> _PROBLEM REQUIREMENTS_:
Reproduce the listing below line for line, changing nothing.

> _DATASET_:
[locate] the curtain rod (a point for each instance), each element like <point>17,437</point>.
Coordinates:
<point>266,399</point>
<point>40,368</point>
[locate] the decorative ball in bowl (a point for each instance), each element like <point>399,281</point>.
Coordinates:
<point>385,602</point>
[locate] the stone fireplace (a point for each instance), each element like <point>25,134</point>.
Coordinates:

> _THE COMPLETED TASK_:
[locate] the curtain rod (a point for each instance), each element like <point>17,437</point>.
Coordinates:
<point>266,399</point>
<point>40,368</point>
[locate] the decorative ball in bowl (a point for each instance), each element like <point>399,281</point>.
Coordinates:
<point>385,602</point>
[locate] the stone fireplace (a point for each instance), each element like <point>25,134</point>.
Coordinates:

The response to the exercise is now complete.